# Just a little something I whipped up-a bit box



## sofasurfer (May 30, 2009)

Just kidding...I didn't just whip it up. I busted my butt getting it right. A multiple day project.
The bit tray is 3/4 ply with 1/8" masonite over it. I didn't have pegboard to use as a hole guide. I first tried to use a fence on the drill press but it didn't work out. I ended up drawing a 1" grid over it and using 1/4" and 1/2" spade bits. When I reach the point of having more 1/2" shanks that 1/4" shanks I will drill out some of the 1/4" larger. The router guide holes are made with spade bits that I ground down to size for my attempt at making a sub-base plate (a failure). Next to the guides I left room to fit in my guide adapter(if Fastenal ever gets around to getting my order in). Maybe later I will make another box that has room for my collet wrenches and height ajustment wrench. I'll get the hinges for it tomorrow.
The box matches my dado blade box that I made earlier. This time though, I tried to run the lid (upside down) through my planer to perfect the mating surface. Totally tore up the inside edge of the perimater peices. So I routed a 1/4 round on the inside and outside. Looks pretty good. Takes time to develope the skills and learn what you can get away with. 
Anyway, got to use my router a little. And I gotta say, with the router mouted in the table, it is really quiet and does not have the scary scream that my old Craftsman had. I LIKE THE HECK OUT OF IT.


----------



## Noob (Apr 18, 2009)

That turned out pretty good Soda, thanks for sharing.


----------



## aquapuncture (Oct 4, 2009)

It looks like there should be a diamond necklace in that thing! It sounds like you learned a lot from the project. That's what it's all about. I can't tell you how many times I've turned a relatively "simple project" into a multiple day curse fest of frustration. Trial and error, my friend. Very nice work!


----------



## sofasurfer (May 30, 2009)

Why do I keep getting referred to as "soda"? Its "sofa".:nono:


----------



## vikingcraftsman (Mar 31, 2006)

Nice one Sofa


----------



## RustyW (Dec 28, 2005)

I like it Daryl. I made trays that I marked and drilled the same way you did. I should make something like that for my template guides.


----------



## Dr.Zook (Sep 10, 2004)

*Soda or Sofa???????*



sofasurfer said:


> Why do I keep getting referred to as "soda"? Its "sofa".:nono:


Might be because, if you have fat fingers like me, the "D" and "F" are side by side. If you hit the "D" key ever so slightly before the "F" key, you end up with a "D" instead, thinking you hit the "F" key. "I" and "O" work the same.:laugh:


----------



## sofasurfer (May 30, 2009)

I've had those very same things happen to me more than a few times. However, the "soda" has happened before and I worry that it may be a conspiracy. I just don't know what kind of conspiracy.


----------



## Noob (Apr 18, 2009)

sofasurfer said:


> Why do I keep getting referred to as "soda"? Its "sofa".:nono:


Sorry Sofa, there was a short-circuit between my brain and my fingers.


----------



## CanuckGal (Nov 26, 2008)

Well done on the box Daryl! Turned out very nice. 
Don't feel bad about the "soda", I have taken "Dep" instead of Deb as my pet name on the forum.


----------



## kolias (Dec 26, 2008)

Beautiful work


----------



## timbertailor (Oct 4, 2009)

Great project. Anything to stay more organized and keep the bits safe is good with me.

Welcome to the forum soda and yes.............it is a conspiracy!!!


----------



## sofasurfer (May 30, 2009)

Ok, since you guys won't stop saying nice stuff, I guess I am obligated to add a picture of the box after I put the latch on.


----------

PROVIDED MATERIAL:

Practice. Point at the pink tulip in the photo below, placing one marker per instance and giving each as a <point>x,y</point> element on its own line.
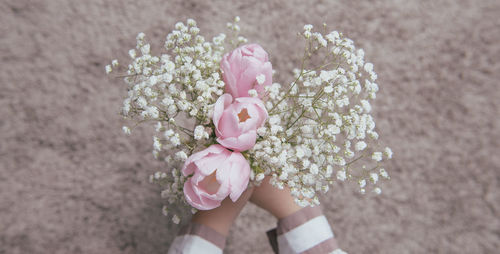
<point>236,123</point>
<point>241,67</point>
<point>216,173</point>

TASK REQUIREMENTS:
1) In the bit box thread, turn the paragraph beginning "The box matches my dado blade box" into a short bulleted list that keeps its main facts.
2) According to the bit box thread, what is the bit tray made of?

RESULTS OF THE EXERCISE:
1)
- The box matches a dado blade box made earlier.
- This time the lid was run upside down through the planer to perfect the mating surface.
- That tore up the inside edge of the perimeter pieces.
- A 1/4 round was routed on the inside and outside, and it looks pretty good.
- Developing the skills and learning what you can get away with takes time.

2) 3/4 ply with 1/8" masonite over it.